=== EXTRACTED TEXT ===
Governor Bernard, in his first speech to the general court,and such was the doctrine afterwards advanced and asserted by him through his whole administration, and by his successor,spoke of the powers and privileges of the province, as grants and favors from the crown; while the house of representatives always spoke of their rights, contended for the full extent of their authority recognised by the charter, and pleaded even for greater powers, an absolute right to levy taxes, and to legislate for themselves, since they were not represented in the British parliament. Governor Bernard was a zealous advocate for the royal prerogative; believing himself bound by the instructions of the king and his ministers, as well as by the provisions of the charter; and he urged the claims of arbitrary power as far as prudence would permit. In this course, he was supported by the lieutenant governor, and some others, while the house and most of the council appealed to the great principles of the revolution of 1688, as their guide, and opposed constitutional rights to the mere will of the ministry, and other royal agents.

Govenor Bernard, and his political friends, were also in favor of the policy for raising a revenue in the province from imposts, in the hope, as was supposed, of receiving, from the system, lucrative offices and large salaries. But to the people and their immediate representatives, this system was extremely obnoxious, as it was a great tax on trade and navigation, and gave occasion for petty tyranny and oppression in various ways. Spies and informers were often employed, and the officers of the customs retained large sums as fees, so that very little of the amount paid found its way into the public chest.

The collector of the customs had been negligent of paying over or accounting for the sums received by him, for some time, and the general court directed the treasurer of the province to institute a suit against him. The governor, probably by request of the collector, proposed that the king's attorney should be employed to prosecute the suit; but the house of assembly insisted that the treasurer was the proper person to undertake it, in behalf of the province, to whom the money received by the collector was to be paid. The sums particularly referred to, arose from forfeitures, one third of which, by act of parliament, accrued to the province. The object of the house was,

to have the suit brought in the courts of the province; but the collector was desirous of having it decided in the court of admiralty, in which case he might expect more favor. The governor might have been induced to consent to the course urged by the house, as the chief justice of the superior court was known to have no prejudices against the officers of the customs, nor any objections to be governed by acts of parliament. By advice of the council, the governor yielded to their wishes; but rarely, on any future occasion, did he give up his own opinions or plans to gratify the assembly.

=== SHORT TASK A ===
In the passage on Governor Bernard, what share of the forfeitures accrued to the province by act of parliament?
The rows that follow bear no relation to the passage on Governor Bernard.

=== ENTRIES PROVIDED ===
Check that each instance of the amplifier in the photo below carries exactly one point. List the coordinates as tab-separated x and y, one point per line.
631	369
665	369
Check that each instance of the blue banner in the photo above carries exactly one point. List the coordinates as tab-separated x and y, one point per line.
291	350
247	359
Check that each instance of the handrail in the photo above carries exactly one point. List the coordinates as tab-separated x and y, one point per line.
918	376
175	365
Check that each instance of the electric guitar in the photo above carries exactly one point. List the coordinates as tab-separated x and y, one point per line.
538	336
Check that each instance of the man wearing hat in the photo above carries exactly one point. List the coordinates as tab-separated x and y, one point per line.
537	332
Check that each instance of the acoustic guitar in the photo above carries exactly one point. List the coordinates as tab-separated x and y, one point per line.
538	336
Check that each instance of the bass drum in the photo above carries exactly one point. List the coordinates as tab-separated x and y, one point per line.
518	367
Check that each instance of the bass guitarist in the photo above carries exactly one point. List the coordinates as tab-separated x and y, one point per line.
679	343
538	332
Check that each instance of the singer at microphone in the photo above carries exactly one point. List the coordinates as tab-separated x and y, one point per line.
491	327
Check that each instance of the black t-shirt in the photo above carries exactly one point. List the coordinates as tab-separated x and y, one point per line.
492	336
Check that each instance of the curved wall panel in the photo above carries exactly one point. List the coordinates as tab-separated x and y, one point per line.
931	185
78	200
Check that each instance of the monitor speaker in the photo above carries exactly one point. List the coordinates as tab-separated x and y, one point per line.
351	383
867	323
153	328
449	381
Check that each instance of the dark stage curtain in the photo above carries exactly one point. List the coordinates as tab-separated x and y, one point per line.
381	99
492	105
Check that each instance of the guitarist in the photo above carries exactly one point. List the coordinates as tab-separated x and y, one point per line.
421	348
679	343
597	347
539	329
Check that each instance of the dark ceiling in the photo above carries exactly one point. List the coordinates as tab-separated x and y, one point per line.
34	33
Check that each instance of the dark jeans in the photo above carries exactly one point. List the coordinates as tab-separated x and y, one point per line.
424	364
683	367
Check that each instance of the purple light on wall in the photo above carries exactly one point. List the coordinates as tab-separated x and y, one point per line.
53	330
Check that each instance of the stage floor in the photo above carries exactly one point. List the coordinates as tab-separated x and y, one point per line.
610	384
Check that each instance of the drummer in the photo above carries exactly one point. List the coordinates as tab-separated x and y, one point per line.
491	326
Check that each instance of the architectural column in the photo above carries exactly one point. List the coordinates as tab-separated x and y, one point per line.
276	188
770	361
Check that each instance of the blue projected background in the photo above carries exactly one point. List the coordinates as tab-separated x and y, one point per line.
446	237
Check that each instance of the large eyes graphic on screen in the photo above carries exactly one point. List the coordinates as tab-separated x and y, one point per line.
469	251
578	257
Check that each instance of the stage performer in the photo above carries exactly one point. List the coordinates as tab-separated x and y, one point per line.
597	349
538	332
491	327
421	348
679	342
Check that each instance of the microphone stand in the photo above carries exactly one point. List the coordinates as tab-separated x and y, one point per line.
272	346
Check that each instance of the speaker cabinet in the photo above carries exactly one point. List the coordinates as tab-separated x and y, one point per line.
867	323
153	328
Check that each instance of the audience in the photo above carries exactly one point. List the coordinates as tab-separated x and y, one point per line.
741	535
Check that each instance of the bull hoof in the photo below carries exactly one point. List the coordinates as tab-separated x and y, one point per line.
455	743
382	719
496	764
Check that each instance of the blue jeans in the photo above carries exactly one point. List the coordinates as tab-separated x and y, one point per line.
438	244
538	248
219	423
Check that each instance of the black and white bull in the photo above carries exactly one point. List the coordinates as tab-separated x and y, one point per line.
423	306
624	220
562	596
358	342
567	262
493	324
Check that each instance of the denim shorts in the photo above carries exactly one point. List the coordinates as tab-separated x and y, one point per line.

=== SHORT TASK B ===
Identify each of the rows above that contains the string "microphone", treating uppercase and lowercase as distinct, and copy every such row in full.

=== CORRECT OUTPUT A ===
One third of the forfeitures accrued to the province.

=== CORRECT OUTPUT B ===
Check that each instance of the singer at microphone in the photo above carries exactly one point. List the coordinates as tab-separated x and y, one point per line.
Check that each instance of the microphone stand in the photo above carries exactly one point. List the coordinates as tab-separated x and y, one point per line.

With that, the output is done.